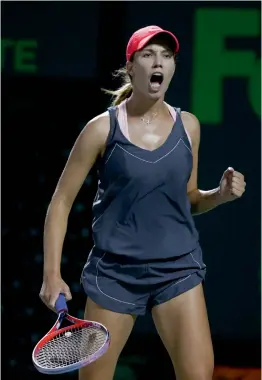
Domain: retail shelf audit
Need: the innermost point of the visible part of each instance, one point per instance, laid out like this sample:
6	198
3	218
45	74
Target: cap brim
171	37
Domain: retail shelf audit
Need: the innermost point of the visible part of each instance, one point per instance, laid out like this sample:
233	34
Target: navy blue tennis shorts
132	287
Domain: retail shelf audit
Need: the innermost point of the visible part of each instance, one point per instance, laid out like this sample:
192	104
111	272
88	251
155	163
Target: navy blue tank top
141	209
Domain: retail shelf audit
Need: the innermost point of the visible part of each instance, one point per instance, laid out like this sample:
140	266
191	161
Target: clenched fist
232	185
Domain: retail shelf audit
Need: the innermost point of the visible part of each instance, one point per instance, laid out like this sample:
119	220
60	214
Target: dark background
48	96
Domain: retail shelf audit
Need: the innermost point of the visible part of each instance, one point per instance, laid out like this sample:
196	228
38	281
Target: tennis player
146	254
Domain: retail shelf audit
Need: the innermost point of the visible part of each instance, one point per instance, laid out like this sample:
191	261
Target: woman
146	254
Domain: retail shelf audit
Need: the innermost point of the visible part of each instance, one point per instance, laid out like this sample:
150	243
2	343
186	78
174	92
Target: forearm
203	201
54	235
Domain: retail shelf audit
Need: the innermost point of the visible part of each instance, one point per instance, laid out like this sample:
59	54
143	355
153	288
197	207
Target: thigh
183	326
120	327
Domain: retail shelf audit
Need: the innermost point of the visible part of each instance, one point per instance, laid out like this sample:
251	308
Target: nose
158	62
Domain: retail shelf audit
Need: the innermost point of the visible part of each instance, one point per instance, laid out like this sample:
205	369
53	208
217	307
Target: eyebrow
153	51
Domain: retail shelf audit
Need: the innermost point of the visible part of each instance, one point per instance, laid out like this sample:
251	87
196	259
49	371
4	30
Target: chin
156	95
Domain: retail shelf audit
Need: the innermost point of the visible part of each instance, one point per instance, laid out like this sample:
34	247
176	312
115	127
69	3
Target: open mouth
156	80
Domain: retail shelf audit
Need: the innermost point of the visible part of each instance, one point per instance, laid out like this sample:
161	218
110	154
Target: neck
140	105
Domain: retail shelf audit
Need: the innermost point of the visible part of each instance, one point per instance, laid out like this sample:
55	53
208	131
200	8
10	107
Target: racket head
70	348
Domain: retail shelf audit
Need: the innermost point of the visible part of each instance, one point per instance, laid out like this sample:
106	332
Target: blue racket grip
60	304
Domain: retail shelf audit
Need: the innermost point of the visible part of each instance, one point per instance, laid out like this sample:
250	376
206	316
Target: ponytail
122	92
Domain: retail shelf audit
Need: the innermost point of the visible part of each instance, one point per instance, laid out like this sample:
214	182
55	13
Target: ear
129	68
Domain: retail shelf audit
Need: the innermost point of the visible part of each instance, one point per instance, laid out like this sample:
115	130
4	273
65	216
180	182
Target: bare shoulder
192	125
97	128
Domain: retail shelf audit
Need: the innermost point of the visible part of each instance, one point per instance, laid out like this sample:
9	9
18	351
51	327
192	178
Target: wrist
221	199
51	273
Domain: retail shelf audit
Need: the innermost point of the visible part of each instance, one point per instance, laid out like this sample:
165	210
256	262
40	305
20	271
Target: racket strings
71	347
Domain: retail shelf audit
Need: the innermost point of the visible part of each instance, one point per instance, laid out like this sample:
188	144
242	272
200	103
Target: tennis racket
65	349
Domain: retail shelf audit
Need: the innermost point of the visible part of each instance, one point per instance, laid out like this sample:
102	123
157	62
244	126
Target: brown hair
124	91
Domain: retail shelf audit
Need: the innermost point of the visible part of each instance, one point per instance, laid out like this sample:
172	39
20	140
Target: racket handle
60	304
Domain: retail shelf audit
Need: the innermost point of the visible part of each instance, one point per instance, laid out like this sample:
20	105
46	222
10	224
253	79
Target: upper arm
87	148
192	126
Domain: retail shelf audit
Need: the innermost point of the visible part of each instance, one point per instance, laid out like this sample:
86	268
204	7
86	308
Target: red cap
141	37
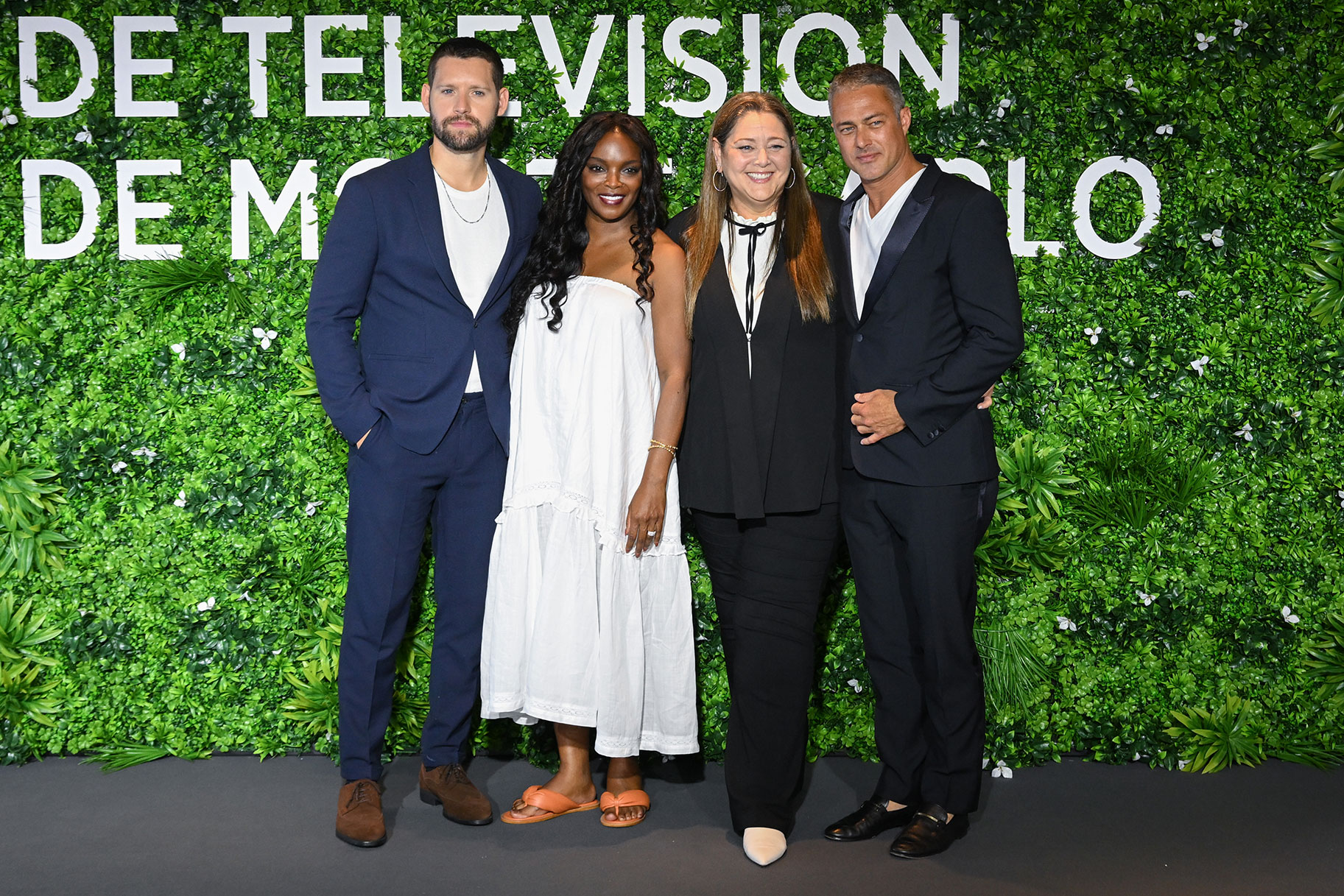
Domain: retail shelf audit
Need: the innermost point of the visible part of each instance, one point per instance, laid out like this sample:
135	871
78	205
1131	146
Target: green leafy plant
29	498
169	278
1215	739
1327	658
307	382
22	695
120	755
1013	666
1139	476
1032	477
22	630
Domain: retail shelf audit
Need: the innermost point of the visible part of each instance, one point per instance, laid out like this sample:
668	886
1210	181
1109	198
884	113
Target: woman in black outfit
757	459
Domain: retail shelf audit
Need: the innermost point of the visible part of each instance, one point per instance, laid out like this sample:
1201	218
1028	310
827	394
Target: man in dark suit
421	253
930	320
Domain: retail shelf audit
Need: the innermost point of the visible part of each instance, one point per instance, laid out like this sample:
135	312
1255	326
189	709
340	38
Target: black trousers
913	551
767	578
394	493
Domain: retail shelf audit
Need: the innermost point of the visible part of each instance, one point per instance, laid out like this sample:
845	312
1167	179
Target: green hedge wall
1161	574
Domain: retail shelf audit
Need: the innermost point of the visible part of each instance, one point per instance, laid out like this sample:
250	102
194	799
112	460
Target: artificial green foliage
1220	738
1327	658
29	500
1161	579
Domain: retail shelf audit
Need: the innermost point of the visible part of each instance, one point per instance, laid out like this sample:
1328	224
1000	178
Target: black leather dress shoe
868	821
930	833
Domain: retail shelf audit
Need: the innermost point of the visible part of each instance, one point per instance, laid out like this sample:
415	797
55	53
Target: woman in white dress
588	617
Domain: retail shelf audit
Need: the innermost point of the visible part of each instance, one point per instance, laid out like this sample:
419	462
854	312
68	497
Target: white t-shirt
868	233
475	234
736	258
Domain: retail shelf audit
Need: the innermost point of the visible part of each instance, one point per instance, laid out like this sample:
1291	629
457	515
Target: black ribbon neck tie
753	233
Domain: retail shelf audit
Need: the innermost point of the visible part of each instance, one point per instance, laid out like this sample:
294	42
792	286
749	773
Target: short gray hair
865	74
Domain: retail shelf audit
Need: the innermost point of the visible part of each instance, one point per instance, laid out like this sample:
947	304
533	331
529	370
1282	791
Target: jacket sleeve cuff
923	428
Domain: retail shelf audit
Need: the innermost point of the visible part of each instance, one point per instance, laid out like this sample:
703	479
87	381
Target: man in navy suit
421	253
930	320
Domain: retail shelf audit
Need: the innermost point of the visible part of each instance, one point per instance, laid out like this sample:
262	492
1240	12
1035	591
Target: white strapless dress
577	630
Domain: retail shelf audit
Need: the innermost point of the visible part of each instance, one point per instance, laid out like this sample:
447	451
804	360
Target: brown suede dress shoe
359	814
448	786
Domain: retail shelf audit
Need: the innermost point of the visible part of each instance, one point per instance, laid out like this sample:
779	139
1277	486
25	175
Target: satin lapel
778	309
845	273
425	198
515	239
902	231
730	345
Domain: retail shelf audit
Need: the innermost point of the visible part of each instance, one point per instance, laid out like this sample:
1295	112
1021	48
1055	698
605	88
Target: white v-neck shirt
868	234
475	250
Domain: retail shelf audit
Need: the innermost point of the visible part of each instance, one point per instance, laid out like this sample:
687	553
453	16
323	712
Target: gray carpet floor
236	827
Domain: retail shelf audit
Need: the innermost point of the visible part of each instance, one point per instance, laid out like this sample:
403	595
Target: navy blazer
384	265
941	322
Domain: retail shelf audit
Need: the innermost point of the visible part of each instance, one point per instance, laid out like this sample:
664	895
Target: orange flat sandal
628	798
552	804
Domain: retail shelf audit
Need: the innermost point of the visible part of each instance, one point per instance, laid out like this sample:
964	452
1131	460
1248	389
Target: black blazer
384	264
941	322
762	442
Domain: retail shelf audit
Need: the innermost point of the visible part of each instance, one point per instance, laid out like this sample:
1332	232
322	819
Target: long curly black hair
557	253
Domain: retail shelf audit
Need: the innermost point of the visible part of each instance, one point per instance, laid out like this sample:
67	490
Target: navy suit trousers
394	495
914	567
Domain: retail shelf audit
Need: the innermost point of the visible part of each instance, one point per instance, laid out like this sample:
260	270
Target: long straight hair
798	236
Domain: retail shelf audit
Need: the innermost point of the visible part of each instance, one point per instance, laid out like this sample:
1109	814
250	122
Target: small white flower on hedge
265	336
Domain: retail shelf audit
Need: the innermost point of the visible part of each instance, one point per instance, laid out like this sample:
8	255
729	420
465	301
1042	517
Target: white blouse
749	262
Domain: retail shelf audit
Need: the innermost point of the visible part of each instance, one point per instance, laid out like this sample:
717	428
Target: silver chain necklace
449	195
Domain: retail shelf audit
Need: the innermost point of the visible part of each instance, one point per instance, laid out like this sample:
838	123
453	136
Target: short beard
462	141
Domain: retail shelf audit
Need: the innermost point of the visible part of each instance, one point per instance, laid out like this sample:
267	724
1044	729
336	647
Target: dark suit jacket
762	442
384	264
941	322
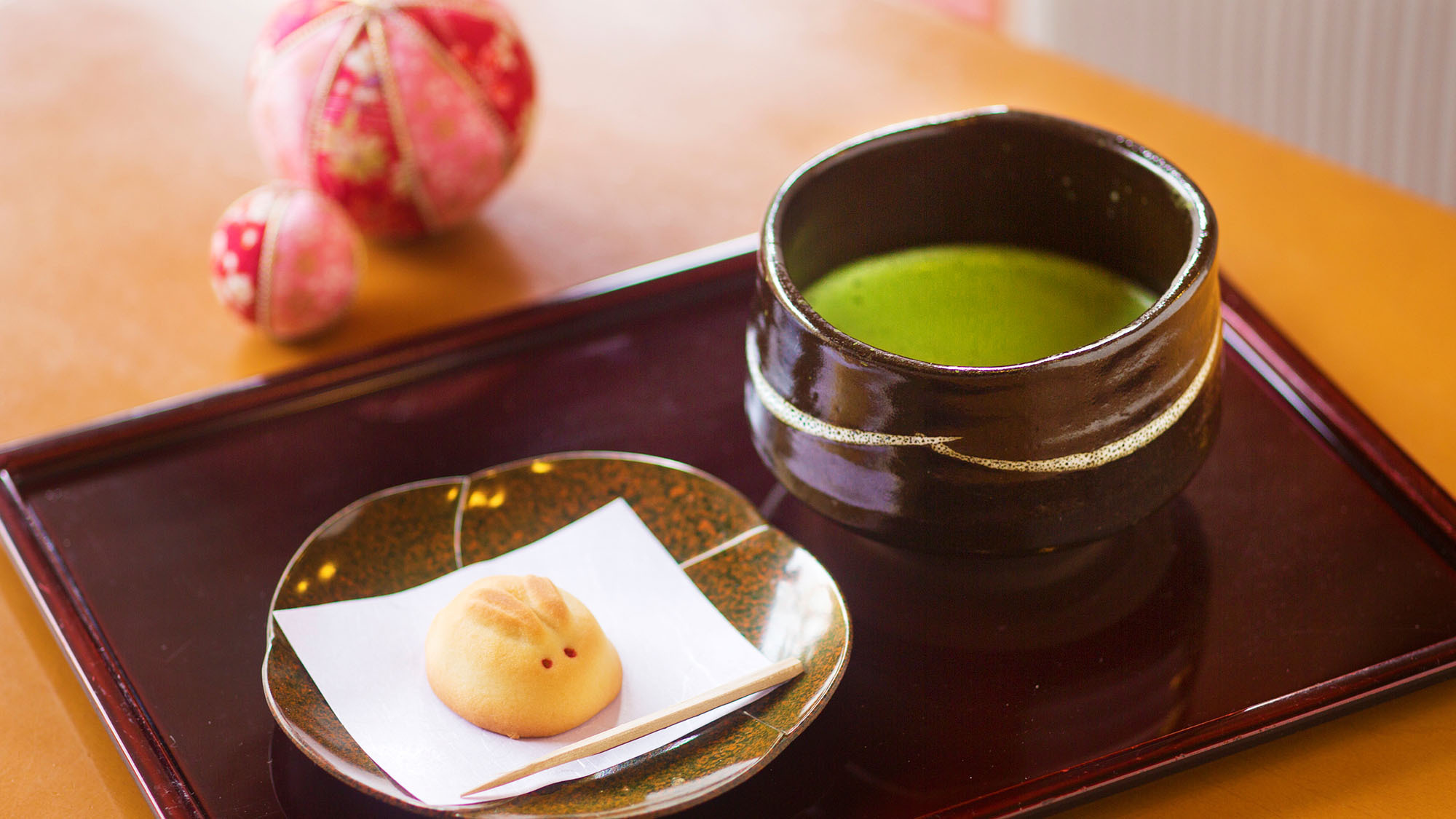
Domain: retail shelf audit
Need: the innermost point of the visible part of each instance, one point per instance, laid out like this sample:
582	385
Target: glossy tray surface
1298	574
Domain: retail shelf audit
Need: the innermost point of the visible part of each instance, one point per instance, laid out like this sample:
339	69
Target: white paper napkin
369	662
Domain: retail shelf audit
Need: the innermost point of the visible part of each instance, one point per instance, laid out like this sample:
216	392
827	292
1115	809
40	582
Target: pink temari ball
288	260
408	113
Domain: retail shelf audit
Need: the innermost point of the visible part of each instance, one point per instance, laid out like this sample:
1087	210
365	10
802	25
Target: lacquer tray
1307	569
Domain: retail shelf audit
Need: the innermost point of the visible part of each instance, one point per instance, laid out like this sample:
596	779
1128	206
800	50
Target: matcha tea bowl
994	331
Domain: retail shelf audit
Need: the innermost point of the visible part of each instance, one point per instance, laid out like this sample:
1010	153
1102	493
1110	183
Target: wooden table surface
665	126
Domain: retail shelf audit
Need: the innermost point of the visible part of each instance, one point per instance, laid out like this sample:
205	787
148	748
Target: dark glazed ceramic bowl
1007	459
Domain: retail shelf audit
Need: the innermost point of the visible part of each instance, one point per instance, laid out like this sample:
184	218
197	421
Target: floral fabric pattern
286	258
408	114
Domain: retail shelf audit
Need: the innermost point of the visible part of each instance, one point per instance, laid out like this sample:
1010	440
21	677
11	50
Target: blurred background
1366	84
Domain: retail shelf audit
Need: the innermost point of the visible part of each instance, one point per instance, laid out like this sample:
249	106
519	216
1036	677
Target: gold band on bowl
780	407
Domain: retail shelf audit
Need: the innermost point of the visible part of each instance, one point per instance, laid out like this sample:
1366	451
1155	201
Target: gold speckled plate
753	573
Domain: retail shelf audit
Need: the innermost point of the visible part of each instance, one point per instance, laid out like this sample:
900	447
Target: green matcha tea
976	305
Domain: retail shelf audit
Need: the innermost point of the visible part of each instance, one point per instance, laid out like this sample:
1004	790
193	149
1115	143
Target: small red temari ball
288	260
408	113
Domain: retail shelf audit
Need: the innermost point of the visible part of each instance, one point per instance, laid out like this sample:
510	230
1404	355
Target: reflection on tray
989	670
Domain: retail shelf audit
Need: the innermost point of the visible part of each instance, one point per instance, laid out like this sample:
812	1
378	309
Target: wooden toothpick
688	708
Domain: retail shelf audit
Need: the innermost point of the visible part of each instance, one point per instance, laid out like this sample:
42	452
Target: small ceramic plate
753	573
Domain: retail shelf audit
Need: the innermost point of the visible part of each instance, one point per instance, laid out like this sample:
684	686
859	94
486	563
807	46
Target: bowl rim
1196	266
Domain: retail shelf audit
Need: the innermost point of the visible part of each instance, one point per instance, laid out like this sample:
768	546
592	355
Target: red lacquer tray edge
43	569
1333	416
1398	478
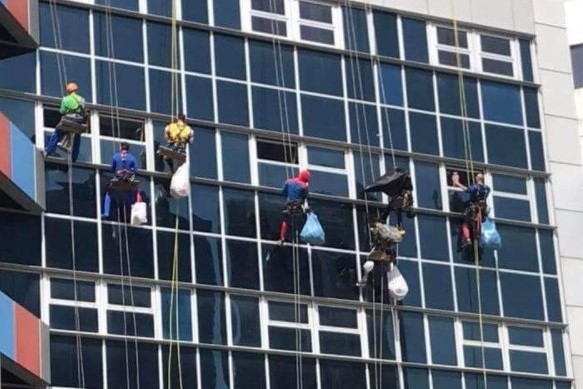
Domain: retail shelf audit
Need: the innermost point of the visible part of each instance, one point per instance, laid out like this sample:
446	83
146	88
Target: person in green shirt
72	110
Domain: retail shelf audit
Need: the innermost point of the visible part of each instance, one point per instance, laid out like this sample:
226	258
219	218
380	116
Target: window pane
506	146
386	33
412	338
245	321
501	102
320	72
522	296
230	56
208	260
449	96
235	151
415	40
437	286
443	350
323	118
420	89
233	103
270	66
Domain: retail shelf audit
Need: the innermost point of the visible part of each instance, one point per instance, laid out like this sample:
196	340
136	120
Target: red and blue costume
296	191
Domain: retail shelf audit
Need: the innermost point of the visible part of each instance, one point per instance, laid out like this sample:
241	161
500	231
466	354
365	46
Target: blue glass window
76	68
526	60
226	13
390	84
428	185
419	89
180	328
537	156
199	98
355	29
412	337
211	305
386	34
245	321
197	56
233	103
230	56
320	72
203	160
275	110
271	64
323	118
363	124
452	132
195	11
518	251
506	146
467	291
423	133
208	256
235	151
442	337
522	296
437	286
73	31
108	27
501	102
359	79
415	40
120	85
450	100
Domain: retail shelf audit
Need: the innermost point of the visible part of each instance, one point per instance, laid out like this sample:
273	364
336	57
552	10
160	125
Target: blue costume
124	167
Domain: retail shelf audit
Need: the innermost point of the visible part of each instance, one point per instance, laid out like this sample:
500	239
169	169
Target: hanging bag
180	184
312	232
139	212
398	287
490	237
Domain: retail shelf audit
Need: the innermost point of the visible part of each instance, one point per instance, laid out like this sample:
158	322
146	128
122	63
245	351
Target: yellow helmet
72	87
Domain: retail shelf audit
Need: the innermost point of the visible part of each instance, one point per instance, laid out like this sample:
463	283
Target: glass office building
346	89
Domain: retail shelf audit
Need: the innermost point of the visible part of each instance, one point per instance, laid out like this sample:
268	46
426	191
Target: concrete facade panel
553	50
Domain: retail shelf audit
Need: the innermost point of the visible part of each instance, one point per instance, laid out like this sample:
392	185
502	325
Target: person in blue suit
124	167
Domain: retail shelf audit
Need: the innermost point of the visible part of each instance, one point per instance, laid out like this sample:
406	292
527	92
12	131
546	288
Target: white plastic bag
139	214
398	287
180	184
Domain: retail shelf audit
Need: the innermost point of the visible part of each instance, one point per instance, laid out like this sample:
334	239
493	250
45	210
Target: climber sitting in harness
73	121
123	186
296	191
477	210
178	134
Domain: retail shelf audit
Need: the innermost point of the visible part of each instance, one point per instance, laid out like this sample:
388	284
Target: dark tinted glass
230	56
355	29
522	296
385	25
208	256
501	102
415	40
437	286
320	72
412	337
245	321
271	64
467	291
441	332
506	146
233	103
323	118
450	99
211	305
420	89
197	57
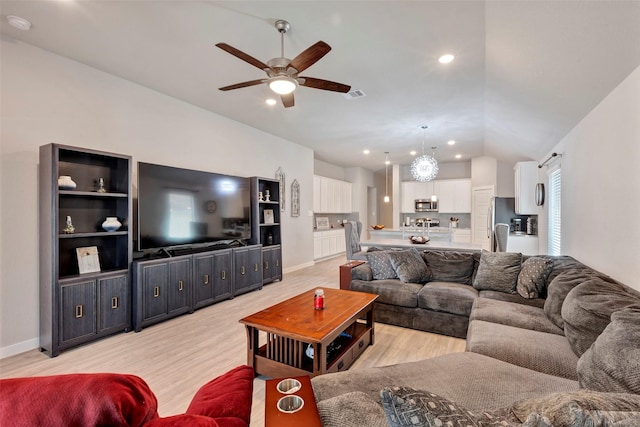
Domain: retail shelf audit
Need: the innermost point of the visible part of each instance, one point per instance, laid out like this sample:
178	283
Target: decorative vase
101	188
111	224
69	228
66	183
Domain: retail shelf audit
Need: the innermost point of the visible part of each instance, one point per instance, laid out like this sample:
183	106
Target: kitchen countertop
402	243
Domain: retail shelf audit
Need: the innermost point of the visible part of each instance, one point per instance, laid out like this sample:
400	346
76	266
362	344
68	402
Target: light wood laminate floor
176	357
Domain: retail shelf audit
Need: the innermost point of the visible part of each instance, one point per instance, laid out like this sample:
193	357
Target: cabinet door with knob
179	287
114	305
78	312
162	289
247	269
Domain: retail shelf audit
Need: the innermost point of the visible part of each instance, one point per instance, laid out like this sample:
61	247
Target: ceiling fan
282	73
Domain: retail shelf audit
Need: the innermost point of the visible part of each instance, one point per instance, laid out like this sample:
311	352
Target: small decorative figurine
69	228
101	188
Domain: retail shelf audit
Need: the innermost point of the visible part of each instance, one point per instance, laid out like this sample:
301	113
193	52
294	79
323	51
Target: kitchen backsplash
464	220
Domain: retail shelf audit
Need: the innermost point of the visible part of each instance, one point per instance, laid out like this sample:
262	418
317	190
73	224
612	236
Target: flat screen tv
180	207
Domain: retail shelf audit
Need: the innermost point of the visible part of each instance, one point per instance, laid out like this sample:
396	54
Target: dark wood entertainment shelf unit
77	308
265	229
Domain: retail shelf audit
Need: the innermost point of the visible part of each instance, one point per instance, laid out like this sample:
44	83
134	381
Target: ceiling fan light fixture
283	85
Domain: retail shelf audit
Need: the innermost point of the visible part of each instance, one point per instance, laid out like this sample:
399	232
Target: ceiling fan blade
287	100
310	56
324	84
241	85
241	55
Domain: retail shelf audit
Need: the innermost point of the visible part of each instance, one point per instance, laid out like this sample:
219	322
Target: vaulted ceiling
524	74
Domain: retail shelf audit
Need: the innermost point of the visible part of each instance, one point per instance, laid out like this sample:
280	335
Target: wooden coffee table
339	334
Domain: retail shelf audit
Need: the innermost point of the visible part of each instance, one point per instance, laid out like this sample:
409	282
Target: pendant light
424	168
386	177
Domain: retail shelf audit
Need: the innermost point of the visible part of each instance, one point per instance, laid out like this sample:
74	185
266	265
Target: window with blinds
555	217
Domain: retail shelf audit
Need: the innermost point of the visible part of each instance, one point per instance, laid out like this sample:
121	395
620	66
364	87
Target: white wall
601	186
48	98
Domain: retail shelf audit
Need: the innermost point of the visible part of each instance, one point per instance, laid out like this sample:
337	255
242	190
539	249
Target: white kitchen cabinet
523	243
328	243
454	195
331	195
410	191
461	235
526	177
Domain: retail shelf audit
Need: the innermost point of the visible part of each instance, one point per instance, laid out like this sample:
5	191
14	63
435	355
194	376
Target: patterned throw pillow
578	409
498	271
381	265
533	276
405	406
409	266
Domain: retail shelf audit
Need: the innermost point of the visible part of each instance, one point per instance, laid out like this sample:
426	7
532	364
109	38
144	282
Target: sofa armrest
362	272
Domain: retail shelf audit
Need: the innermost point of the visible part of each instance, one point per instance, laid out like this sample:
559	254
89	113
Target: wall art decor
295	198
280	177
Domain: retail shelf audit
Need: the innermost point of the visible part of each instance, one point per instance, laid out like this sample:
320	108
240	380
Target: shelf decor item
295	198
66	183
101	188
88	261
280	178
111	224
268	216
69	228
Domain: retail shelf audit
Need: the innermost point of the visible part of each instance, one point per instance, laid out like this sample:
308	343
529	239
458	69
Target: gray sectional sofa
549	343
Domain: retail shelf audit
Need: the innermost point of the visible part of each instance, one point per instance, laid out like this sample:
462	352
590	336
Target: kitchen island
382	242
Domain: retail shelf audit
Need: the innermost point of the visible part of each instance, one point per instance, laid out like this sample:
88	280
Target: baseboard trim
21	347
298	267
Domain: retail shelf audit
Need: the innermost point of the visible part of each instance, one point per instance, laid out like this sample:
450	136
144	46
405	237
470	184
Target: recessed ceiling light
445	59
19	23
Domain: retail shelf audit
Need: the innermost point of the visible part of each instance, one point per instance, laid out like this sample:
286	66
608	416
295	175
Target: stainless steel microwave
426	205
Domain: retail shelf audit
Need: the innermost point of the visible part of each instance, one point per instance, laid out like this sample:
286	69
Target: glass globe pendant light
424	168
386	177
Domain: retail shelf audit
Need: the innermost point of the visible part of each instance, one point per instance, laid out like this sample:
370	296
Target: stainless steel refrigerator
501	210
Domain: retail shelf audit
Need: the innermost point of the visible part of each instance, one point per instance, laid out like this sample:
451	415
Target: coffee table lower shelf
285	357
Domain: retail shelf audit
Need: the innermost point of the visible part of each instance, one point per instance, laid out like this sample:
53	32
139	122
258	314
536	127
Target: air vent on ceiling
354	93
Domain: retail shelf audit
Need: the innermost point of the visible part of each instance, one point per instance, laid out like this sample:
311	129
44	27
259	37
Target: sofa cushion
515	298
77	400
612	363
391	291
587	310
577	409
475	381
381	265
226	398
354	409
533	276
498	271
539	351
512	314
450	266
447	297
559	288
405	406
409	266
---*---
● **Your task**: From the entries above, pull out every line that contains the string "stainless". Matching is case-sensitive.

● **Written reply**:
Target: stainless steel microwave
Target: stainless steel refrigerator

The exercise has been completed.